■ WHAT YOU NEED TO DO ■
Although the entries contain pictures, write out only their text, exactly as it stands.

DATA SECTION below:

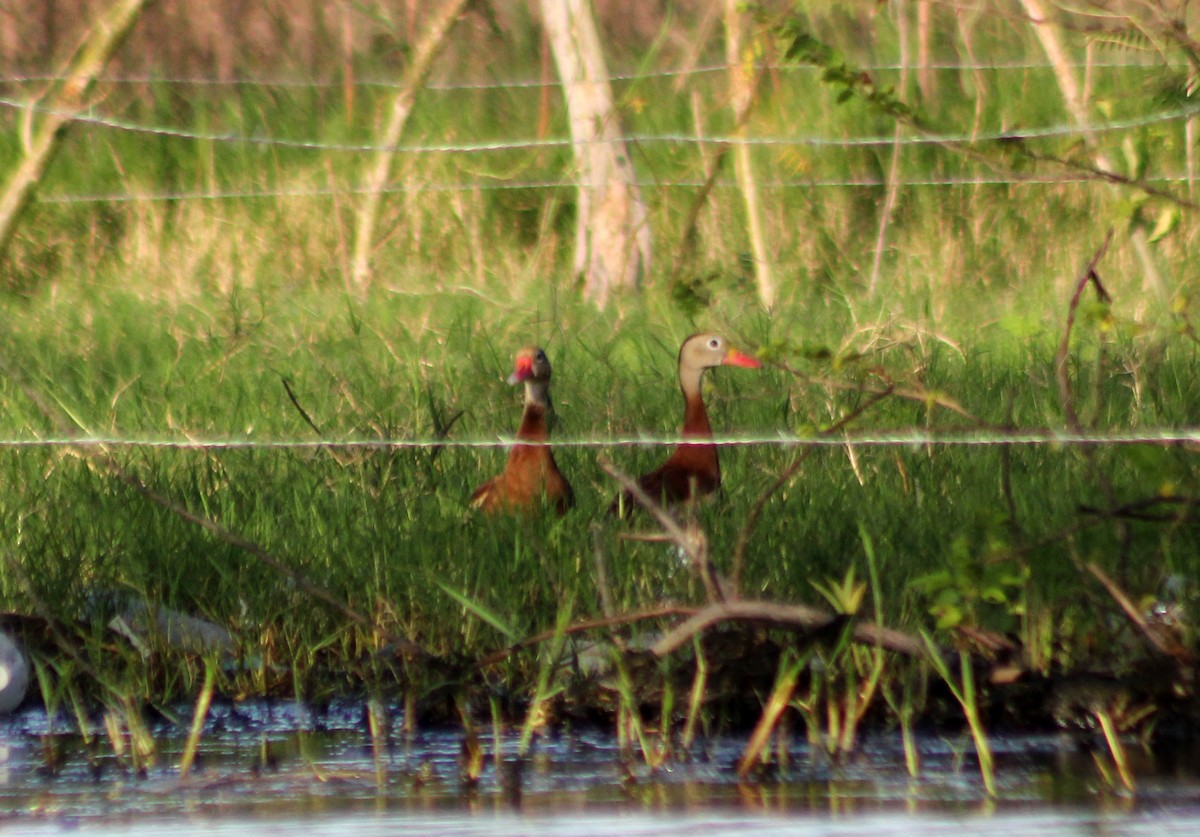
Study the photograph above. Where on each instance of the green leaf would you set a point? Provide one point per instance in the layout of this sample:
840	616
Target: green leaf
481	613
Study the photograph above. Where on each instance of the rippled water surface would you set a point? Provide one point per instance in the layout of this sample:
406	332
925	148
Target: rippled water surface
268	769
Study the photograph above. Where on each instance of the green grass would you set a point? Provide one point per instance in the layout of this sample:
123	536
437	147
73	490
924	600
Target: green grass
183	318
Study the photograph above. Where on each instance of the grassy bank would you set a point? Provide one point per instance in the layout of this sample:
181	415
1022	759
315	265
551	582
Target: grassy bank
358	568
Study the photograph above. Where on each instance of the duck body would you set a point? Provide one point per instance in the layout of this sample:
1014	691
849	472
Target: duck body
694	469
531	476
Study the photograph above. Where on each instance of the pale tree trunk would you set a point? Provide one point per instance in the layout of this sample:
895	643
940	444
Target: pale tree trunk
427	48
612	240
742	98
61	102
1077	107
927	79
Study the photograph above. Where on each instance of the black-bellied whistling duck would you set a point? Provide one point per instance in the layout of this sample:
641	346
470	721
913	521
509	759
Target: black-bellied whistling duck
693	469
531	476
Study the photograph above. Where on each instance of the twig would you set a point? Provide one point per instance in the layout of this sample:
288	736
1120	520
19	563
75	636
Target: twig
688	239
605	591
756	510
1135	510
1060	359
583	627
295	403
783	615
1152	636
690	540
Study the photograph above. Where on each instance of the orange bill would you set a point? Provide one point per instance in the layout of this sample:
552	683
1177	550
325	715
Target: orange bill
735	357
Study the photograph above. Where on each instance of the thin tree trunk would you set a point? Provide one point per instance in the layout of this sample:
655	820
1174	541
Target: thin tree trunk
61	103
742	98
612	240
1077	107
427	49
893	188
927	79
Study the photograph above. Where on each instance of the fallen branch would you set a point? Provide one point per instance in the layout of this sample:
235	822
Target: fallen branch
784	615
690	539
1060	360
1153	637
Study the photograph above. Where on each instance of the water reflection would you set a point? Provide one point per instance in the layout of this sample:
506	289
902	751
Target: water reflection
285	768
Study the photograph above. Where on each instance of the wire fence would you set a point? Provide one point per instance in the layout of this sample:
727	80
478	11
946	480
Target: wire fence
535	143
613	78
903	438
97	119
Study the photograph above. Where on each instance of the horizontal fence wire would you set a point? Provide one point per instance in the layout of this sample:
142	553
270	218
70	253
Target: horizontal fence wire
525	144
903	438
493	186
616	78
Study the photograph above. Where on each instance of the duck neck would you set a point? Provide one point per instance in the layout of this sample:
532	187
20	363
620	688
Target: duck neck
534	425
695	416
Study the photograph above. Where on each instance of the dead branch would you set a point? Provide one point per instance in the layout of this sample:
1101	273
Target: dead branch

End of DATA SECTION.

■ FINAL ANSWER ■
Study the photograph above. Where on each instance of the green leaf would you set a point? Provide one point per instance in the layout of this sample:
840	616
Target: green leaf
481	613
Study the photograph above. Where on each instance of the rippled water surface would you set a point? Provide one point per instance in the layout of this sample:
406	332
925	148
Target: rippled water surface
268	769
Study the photograph above. Where on each instance of the green grass would you set a point? Provide one point per instance in the layout of this sample:
123	536
437	147
73	490
924	600
Target: green grass
183	318
Study the photograph above. Where on each instance of the grassy bank would you set a point? Provide one point per instance in the layout of this sample:
181	415
1022	759
315	265
551	582
Target: grassy bank
358	568
Study the photograph above. Where on each instance of the duck body would you set a point? Provide one point per instance in the layout of this sample:
1014	691
849	472
Target: duck body
694	469
531	476
Study the photograph above. Where on each instance of the pale tree trunk would you set a point? Provide one point per instance in the layout of this sample:
895	643
940	444
Target: pale tree trunk
427	48
612	240
742	98
61	102
1077	107
927	79
Study the photograph above. Where on each instance of the black-bellied whistling duck would you set a point? Provide one point per instance in the layout of this sample:
641	346
470	721
913	521
509	759
Target: black-bellied whistling duck
693	469
531	476
Study the photograph above. Where on each instance of the twig would you set a point? Provide one point per instance in the layout of this sample:
288	736
1120	520
19	563
75	636
Target: twig
688	239
605	591
756	510
1135	510
1060	359
583	627
295	403
783	615
1152	636
690	540
Study the photograph above. Where on each instance of the orange bill would you set a point? Provide one point per instance in the layout of this sample:
552	683
1177	550
325	715
Target: orange bill
735	357
Study the photograph above. Where on each instance of the thin tree trunk would you set a point? Provide one point per instance in the layout of this sample:
655	820
1174	541
Target: thin tree trunk
61	103
742	98
612	240
1077	107
427	49
893	188
927	79
Study the photograph above. Where on each instance of the fallen branch would you set a point? Provide one point per instance in the layout of this sample:
235	822
Target: fallen branch
784	615
690	539
1060	360
1153	637
Study the photograph above. Where on each instance of the water reflection would you set a point? Provide one point per instance in the layout of this sample:
506	289
902	751
Target: water reflection
285	768
Study the photograph above. Where on each instance of the wire fence would you set a point? Provide one point per instance in the layout of this sample:
727	80
478	11
946	480
Target: wire fence
535	143
613	78
903	438
97	119
Study the photograph above. Where on each instance of the horizontal fence wire would you set a point? Provide one point per instance in the layout of this sample:
142	553
270	218
70	253
Target: horizontal fence wire
525	144
903	438
493	186
616	78
Study the photograph above. Where on each instance of the duck neck would you set a point? Provide one point per instance in the layout of this sample:
532	187
20	363
620	688
Target: duck neck
534	425
695	416
Study the photograph above. Where on each instance of the dead branch would you set a point? Provide one point per instance in the layout of this sample:
1101	273
Target: dead branch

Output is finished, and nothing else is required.